▶ **Aim**:
Return, word for word, every line of the entries below from the one containing "Pick out each instance of the high-rise" through the one containing "Pick out each instance of the white cloud", including both of those lines.
— START Dataset rows —
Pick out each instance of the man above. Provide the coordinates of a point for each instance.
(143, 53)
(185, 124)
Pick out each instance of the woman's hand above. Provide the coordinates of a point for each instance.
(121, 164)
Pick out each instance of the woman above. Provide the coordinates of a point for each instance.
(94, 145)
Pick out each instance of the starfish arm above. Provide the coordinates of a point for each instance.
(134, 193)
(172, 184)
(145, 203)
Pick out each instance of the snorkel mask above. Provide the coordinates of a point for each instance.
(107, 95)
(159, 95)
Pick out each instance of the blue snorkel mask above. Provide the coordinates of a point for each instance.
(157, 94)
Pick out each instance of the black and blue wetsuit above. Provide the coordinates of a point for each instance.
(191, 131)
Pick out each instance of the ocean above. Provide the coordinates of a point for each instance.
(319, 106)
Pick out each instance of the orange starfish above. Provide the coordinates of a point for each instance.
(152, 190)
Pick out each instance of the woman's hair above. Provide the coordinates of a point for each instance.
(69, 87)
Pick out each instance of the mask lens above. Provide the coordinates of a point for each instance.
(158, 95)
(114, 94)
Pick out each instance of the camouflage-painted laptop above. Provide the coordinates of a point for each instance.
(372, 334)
— END Dataset rows —
— START Dataset rows —
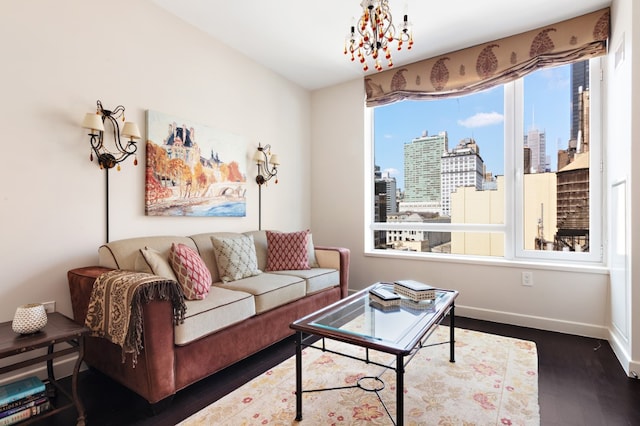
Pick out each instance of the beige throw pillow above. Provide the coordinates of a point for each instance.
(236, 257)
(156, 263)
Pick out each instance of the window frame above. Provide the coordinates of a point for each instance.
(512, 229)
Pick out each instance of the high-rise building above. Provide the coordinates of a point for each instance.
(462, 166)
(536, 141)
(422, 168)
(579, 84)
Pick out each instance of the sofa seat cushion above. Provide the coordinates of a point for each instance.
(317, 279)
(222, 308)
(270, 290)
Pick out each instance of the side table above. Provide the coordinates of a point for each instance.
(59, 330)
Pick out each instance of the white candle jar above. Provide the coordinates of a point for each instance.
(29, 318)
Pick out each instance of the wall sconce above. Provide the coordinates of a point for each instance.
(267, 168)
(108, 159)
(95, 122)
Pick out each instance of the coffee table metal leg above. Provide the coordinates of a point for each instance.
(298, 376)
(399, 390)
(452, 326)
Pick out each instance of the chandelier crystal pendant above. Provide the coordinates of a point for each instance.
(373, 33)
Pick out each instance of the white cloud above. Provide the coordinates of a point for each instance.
— END Dataset rows —
▶ **The reply**:
Pick out each instance of the high-rise building above. Provide the coordinates of a point for each instance.
(462, 166)
(536, 141)
(422, 168)
(579, 84)
Pick out each instance of the sofa seat cushion above. Provide the coordinates of a point for each instance.
(317, 279)
(222, 308)
(270, 290)
Pick out each instance of the side table above. Provide the coordinates of a point for each instance.
(59, 330)
Pick out each instance of the white candle jar above. Provide the coordinates of a point for each instance.
(29, 318)
Pick out each instance of the wall sconce above. Provide the coordinates of a point for each instance.
(267, 168)
(108, 159)
(95, 122)
Pick out each instance of the coffee table metal leg above. Provide the coordinates of a point for each instance.
(298, 376)
(399, 390)
(452, 326)
Pick out each instance of the chandelier crystal pendant above. Provide the coordinates of a point for each instance.
(373, 33)
Pick out each instance of the white cloud above. Provide the coordinates of a point for each instance.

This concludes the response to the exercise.